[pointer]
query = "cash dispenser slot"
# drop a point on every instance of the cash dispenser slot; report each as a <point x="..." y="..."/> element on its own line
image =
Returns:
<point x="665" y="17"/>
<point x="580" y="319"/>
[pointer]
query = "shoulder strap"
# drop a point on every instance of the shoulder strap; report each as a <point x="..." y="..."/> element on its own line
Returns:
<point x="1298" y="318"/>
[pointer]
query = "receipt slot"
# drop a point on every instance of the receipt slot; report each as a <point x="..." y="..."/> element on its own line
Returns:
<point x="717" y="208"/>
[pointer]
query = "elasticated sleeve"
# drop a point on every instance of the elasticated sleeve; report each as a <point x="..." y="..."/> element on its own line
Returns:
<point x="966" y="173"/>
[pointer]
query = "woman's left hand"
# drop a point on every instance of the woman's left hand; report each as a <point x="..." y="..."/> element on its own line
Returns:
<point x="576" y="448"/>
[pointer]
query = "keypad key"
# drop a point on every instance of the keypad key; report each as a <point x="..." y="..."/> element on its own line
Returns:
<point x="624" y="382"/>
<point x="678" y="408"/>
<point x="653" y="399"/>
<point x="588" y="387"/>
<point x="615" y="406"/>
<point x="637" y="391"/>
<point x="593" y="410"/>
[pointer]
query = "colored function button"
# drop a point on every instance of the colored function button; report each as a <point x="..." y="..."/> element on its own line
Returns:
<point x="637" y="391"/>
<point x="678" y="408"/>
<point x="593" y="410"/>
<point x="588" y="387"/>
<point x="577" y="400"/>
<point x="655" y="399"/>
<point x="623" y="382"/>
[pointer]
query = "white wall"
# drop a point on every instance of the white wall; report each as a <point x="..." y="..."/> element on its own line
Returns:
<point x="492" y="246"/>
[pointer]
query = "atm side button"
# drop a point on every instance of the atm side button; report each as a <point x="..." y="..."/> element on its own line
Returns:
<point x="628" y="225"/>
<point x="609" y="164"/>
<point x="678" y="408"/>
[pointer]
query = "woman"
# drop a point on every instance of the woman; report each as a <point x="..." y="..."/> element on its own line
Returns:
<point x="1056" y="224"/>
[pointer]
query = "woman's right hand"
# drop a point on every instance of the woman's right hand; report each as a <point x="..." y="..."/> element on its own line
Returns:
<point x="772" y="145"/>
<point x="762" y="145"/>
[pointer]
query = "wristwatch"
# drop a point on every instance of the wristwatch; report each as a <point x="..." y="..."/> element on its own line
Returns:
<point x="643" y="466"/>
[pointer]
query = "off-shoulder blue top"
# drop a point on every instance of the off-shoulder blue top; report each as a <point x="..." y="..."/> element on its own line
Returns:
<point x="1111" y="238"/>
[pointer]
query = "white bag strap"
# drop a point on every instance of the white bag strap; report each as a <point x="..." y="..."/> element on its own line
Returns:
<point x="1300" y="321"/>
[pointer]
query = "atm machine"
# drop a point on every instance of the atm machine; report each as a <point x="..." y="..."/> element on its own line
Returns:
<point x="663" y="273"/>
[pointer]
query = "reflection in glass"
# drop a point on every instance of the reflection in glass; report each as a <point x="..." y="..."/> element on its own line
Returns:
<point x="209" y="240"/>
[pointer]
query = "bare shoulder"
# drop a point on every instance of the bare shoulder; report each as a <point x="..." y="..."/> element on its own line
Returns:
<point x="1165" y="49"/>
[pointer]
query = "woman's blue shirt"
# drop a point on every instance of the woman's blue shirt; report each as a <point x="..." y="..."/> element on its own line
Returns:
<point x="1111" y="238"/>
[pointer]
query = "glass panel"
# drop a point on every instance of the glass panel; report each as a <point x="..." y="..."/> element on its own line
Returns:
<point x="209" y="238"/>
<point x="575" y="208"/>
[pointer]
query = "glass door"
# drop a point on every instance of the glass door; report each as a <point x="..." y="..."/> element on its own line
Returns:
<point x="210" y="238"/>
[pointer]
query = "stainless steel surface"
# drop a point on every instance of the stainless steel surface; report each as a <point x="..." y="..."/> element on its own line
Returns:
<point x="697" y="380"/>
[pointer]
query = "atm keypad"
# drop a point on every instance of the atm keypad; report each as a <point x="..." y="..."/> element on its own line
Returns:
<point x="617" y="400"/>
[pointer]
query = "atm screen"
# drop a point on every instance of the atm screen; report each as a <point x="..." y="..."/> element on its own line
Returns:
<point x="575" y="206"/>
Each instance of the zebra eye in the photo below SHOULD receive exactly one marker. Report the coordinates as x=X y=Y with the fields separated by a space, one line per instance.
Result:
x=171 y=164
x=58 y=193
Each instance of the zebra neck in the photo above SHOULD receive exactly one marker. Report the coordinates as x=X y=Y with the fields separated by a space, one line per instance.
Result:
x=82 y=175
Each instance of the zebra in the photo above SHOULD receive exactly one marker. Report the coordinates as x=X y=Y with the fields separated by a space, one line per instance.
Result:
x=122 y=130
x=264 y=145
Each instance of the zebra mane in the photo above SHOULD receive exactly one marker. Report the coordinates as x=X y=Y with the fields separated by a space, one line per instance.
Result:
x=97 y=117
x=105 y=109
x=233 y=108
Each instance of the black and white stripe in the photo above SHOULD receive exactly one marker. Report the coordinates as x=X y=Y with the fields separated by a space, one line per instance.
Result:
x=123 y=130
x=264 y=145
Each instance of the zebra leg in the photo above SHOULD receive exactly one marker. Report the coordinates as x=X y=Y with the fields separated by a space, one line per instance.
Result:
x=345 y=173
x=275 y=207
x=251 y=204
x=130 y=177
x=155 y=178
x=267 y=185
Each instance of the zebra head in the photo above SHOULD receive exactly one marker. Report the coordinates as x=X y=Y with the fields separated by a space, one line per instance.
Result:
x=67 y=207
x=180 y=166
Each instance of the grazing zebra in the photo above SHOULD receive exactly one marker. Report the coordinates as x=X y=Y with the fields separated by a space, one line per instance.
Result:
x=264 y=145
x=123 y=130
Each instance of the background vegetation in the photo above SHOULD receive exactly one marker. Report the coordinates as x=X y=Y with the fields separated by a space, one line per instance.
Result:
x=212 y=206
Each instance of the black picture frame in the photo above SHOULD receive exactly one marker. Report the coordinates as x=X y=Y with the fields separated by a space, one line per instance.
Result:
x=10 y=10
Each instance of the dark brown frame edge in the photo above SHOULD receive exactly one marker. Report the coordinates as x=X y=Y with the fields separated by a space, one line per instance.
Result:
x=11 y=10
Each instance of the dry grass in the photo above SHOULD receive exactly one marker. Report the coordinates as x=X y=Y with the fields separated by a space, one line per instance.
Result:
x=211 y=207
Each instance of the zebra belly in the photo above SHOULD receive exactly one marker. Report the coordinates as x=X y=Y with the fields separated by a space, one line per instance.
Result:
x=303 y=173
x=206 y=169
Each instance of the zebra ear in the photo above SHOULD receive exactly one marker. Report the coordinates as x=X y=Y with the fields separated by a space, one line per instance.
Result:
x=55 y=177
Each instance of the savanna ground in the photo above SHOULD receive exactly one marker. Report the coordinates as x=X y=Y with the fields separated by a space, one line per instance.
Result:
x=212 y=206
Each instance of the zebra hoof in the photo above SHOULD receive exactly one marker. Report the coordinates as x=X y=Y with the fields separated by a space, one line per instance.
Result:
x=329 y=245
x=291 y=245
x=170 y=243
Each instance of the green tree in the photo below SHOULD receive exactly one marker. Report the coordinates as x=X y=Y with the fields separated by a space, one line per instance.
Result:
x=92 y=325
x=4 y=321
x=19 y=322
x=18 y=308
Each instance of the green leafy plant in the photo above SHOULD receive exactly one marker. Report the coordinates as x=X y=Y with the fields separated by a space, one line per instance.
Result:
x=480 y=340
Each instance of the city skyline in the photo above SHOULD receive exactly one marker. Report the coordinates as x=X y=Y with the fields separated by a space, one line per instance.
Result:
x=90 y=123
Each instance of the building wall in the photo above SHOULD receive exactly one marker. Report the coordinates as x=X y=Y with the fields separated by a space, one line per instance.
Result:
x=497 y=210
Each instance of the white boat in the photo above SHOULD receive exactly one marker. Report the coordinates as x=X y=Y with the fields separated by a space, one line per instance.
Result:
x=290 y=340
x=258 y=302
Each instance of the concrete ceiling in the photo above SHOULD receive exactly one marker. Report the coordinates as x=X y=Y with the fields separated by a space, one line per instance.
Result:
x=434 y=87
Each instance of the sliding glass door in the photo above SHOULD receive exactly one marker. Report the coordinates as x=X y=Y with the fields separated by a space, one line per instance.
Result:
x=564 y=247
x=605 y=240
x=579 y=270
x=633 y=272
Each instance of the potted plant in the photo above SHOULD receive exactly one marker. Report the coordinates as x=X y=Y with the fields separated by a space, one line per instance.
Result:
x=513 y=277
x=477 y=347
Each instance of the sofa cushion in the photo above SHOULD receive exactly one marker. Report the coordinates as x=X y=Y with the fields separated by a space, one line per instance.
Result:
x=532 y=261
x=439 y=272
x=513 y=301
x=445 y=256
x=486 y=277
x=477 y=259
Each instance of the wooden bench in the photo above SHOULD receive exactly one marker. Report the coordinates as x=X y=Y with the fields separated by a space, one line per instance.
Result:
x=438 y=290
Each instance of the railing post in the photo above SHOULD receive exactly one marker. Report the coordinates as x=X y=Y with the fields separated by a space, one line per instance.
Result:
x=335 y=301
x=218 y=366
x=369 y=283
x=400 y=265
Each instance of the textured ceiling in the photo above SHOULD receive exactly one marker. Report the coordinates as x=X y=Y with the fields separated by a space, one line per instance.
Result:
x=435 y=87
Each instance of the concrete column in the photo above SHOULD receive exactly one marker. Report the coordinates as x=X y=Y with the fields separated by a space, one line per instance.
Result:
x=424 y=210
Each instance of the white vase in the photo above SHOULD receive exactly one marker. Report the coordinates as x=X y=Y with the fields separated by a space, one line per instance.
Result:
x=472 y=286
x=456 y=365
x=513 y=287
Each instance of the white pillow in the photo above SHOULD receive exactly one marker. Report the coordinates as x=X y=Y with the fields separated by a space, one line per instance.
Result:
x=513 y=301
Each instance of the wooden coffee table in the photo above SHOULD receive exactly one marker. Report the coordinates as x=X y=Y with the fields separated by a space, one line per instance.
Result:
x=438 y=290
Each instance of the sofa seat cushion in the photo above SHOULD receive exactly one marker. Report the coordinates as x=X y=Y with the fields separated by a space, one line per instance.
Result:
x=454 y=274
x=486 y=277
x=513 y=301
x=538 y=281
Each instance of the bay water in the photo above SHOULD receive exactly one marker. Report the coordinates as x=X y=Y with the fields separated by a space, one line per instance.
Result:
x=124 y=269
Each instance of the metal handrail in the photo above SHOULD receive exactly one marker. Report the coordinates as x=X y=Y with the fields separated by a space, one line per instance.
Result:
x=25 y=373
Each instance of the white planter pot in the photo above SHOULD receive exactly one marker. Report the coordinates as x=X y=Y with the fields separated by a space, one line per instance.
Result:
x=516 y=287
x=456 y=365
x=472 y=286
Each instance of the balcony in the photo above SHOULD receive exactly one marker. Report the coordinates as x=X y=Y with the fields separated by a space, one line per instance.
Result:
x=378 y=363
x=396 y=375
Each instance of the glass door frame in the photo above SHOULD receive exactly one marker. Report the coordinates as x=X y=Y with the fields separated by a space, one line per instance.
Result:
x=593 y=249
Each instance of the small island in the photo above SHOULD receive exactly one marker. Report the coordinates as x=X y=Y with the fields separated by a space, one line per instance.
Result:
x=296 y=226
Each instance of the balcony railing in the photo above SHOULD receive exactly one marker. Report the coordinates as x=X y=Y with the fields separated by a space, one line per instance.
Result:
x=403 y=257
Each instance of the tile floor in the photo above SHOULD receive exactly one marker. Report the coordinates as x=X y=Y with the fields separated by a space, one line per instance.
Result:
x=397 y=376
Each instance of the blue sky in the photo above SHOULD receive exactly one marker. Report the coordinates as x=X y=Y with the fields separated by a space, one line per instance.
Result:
_____
What is expected => Take every line from the one containing "Each instance of the white planter" to the end of the listing and output it exactly, with nothing else.

Written response =>
Each instance of the white planter pot in the photo above SHOULD receive exactly one marker. Report the coordinates as x=X y=Y with the fields separated by a space, one line per instance.
Result:
x=516 y=287
x=456 y=365
x=472 y=286
Each instance of the balcony in the photo above SHOULD receive exactly one marker. Report the coordinates as x=X y=Y with the fields separated by a space, one line per instance.
Result:
x=378 y=363
x=396 y=375
Each instance of the glass door frame in the photo above SHOULD receive exactly one marker. Report the coordinates as x=X y=Y with the fields separated by a space, one line per instance.
Result:
x=593 y=249
Each instance of the small island in the photo above SHOULD receive exactly one marker. Report the coordinates as x=X y=Y with the fields separated by a space, one line per instance.
Result:
x=296 y=226
Each instance of the balcony railing in the photo above SHOULD receive exactly one marker. Report the coordinates as x=X y=Y with the fields separated by a space, one line per instance.
Result:
x=403 y=257
Each instance of the tile floor in the photo above SHOULD receive exactly one marker. Report the coordinates as x=X y=Y with the fields separated by a space, one line per instance.
Result:
x=397 y=376
Each instance of the blue sky in the photo above SHOULD receive exactly one marker. Report the coordinates as x=X y=Y with the fields separated by a space, one line per instance.
Result:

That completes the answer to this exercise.